▶ **Soal Singkat 1**: Menurut kutipan tentang ruang kelas SMPN 10 Manggarai Timur, pada tahun berapa bantuan diharapkan sudah terwujud?
▶ **Soal Singkat 2**: Teruskan kutipan berita tentang ruang kelas SMPN 10 Manggarai Timur mulai setelah kalimat terakhir yang tercantum.

▶ **Kutipan**:
7 Tahun Siswa NTT Belajar di Ruang Kelas Tak Layak

Anak-anak Flores di SMPN 10, Manggarai Timur, NTT belajar di tengah ancaman ambruknya bangunan ruang kelas. Bantuan diharapkan sudah terwujud 2020.
Pengajar dan pelajar SMPN 10 Manggarai Timur, NTT di depan bangunan ruang kelas sekolah. (Foto: Tagar/Yos Syukur)

Manggarai Timur - Menimba ilmu di antara ancaman robohnya ruang kelas bukan hal mudah. Namun puluhan siswa dan siswi di Manggarai Timur, Nusa Tenggara Timur (NTT) melakukan hal itu selama tujuh tahun.

▶ **Kumpulan Baris**:
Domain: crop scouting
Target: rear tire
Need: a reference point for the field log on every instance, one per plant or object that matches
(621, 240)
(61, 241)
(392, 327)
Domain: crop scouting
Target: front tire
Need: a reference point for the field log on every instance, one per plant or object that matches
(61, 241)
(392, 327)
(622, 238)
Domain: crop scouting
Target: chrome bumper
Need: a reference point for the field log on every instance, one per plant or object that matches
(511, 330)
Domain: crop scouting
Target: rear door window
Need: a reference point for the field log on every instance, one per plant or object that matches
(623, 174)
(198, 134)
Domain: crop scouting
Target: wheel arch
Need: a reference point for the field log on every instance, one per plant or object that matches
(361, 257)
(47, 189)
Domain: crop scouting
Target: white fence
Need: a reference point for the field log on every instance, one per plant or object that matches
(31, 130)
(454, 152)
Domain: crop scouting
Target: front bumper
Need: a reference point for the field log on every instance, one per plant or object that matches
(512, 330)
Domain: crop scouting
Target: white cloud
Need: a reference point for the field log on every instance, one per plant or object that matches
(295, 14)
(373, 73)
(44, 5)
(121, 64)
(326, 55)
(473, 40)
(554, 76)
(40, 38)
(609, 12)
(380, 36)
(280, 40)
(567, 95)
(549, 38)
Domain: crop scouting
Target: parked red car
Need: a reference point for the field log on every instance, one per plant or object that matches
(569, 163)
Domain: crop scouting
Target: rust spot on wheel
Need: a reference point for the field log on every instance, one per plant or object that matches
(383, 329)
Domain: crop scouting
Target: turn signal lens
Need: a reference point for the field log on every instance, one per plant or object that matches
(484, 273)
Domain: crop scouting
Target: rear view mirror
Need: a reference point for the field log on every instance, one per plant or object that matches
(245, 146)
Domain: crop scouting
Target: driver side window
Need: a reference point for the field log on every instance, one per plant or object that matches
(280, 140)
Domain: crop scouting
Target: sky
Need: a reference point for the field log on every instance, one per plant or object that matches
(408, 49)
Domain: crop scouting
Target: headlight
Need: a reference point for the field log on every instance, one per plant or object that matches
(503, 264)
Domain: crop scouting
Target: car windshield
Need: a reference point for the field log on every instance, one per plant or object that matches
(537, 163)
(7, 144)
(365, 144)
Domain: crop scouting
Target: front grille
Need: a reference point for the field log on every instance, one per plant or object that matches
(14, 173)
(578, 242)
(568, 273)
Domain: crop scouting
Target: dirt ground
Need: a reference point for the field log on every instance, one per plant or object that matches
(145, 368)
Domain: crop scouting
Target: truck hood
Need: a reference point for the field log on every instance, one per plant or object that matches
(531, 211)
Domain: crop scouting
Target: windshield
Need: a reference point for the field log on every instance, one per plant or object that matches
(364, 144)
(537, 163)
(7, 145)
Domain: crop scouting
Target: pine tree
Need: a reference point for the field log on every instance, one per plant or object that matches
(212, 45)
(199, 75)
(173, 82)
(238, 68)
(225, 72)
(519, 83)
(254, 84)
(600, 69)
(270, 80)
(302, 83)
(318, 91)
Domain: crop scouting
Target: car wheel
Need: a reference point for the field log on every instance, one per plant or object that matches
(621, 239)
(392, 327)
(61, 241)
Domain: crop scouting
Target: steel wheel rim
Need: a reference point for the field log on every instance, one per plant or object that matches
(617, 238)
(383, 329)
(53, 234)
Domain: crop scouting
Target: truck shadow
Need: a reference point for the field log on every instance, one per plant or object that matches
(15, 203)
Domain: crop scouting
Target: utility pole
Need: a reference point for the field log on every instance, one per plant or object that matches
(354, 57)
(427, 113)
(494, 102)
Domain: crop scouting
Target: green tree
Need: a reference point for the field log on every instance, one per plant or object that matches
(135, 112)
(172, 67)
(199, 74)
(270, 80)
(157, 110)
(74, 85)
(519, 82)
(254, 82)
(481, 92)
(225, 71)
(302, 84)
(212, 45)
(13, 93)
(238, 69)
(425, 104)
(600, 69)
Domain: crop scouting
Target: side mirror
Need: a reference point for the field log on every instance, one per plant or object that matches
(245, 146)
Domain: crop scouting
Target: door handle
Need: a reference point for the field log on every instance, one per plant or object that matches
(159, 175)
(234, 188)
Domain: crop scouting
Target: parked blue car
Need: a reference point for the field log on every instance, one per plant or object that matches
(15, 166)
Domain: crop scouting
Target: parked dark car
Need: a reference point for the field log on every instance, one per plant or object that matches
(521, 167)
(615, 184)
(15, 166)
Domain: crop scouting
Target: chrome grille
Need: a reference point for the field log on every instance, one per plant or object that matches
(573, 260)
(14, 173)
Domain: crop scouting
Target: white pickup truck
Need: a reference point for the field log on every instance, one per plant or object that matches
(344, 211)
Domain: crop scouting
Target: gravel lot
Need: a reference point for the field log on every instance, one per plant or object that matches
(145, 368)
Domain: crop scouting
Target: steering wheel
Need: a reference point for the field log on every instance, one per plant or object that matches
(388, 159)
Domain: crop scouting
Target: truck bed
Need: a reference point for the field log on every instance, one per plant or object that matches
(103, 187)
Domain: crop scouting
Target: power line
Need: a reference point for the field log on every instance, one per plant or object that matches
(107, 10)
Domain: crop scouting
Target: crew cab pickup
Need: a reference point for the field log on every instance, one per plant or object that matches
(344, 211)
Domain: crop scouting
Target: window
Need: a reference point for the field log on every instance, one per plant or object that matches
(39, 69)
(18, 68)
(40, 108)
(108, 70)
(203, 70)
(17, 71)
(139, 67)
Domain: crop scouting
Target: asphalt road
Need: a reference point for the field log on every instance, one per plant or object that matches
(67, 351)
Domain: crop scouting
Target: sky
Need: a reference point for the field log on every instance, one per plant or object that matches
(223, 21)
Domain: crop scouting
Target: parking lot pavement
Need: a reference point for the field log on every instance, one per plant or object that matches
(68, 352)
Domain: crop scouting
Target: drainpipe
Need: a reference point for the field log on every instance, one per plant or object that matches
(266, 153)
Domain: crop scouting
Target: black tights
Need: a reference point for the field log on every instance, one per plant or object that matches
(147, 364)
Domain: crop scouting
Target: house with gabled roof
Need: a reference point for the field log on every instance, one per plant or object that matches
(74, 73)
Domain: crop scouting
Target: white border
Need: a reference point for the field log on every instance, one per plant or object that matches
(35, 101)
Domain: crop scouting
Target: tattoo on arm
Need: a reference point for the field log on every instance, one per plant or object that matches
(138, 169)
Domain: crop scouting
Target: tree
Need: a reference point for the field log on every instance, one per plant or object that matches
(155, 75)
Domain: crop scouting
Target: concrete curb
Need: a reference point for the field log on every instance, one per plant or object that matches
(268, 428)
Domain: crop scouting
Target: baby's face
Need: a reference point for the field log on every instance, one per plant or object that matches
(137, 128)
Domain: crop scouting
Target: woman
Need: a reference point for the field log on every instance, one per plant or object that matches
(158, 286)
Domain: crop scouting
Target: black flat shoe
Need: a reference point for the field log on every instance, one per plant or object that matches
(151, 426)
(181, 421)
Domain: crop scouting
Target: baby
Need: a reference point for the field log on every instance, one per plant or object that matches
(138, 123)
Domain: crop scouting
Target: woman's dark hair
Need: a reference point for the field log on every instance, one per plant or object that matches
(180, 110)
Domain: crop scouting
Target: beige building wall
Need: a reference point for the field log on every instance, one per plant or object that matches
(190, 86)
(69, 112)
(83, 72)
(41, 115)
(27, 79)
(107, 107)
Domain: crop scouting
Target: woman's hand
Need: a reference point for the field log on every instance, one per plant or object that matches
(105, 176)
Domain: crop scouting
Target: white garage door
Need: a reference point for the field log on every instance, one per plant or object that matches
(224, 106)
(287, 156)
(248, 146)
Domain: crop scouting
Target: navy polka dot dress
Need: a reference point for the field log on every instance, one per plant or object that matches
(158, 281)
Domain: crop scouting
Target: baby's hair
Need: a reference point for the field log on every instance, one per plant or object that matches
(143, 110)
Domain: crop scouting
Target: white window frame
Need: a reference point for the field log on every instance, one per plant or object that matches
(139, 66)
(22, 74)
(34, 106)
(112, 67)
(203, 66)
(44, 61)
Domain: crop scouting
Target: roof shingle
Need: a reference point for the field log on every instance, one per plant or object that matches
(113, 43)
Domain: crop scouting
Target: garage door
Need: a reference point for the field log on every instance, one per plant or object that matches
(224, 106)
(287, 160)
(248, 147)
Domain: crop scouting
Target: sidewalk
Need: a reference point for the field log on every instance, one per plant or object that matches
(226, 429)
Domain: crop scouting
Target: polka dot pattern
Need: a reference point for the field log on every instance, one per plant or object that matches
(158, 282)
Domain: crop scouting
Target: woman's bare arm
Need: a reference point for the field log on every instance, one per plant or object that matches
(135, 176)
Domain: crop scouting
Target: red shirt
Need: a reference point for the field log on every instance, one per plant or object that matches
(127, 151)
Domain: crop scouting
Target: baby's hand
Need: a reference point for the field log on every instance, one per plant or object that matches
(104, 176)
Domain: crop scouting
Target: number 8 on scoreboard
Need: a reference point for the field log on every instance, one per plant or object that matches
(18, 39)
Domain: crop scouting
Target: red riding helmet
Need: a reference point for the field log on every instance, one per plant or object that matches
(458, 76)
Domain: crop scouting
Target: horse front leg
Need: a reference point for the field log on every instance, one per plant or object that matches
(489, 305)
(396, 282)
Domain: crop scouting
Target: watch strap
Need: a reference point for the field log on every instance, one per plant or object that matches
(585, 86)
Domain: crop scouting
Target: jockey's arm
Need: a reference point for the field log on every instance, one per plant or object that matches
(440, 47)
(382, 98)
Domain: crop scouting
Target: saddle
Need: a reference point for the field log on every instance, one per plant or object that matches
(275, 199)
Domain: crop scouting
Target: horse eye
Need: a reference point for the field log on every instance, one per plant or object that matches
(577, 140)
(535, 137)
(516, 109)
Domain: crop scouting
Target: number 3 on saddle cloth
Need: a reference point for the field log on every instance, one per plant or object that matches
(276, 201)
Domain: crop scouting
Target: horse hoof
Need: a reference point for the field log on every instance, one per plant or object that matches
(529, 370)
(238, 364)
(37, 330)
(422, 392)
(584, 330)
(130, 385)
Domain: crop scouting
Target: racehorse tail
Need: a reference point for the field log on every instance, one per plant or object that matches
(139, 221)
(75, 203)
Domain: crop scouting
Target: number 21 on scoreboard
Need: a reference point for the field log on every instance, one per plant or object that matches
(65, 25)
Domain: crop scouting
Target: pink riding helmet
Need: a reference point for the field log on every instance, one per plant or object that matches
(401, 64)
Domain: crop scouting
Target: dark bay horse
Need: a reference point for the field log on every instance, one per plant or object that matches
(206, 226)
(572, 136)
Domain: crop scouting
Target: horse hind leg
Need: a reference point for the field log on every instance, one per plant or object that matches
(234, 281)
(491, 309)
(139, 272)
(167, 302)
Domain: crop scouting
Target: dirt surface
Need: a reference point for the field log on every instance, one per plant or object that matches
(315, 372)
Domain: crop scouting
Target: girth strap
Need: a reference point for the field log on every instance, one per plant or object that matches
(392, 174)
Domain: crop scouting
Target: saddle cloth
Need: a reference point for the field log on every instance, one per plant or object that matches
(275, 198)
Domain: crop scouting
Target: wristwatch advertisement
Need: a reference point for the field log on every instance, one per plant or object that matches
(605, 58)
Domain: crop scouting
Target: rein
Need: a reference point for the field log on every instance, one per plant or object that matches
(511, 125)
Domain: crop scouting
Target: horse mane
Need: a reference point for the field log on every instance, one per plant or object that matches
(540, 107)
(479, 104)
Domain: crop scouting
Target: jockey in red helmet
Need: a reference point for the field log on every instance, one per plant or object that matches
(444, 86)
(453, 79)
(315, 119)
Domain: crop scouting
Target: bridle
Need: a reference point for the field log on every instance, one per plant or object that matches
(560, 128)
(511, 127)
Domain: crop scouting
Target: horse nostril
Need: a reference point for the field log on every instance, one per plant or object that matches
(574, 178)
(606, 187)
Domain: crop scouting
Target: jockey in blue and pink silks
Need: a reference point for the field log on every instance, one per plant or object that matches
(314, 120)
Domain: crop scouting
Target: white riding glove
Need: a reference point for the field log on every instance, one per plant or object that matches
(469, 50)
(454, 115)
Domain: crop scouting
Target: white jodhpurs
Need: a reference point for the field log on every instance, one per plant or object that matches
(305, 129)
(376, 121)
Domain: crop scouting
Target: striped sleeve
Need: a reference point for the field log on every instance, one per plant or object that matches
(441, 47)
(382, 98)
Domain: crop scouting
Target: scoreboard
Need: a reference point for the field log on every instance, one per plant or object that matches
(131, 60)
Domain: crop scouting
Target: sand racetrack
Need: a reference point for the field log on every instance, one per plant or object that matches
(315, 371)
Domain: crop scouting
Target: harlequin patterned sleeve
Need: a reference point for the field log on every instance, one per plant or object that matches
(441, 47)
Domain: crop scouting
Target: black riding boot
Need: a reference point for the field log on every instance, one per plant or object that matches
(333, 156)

▶ **Hasil Tugas 1**: Pada tahun 2020.

▶ **Hasil Tugas 2**:
Cuaca Kota Borong, kecamatan yang jadi Ibu Kota Kabupaten Manggarai Timur, sangat panas, Rabu, 6 November 2019. Padahal pagi baru saja beranjak, belum terlalu terik untuk ukuran siang.

Rasa gerah imbas musim kemarau di bumi Flores membuat langkahku tertuju ke sebuah kedai makan yang cukup asri di sudut Kota Borong. Berteduh sembari menyeruput kopi menjadi penawar rasa kantuk yang tiba-tiba menyergap.

Beberapa teguk isi cangkir kopi berpindah menyusuri tenggorokan, telepon seluler berbunyi. Di layar telepon tertulis nama John Mansye, rupanya kawan jurnalis dari Metro TV yang memanggil.

"Bro, siap ya kita ke Pong Ruan, Kecamatan Kota Komba, ada gedung sekolah nyaris roboh," katanya dari seberang telepon.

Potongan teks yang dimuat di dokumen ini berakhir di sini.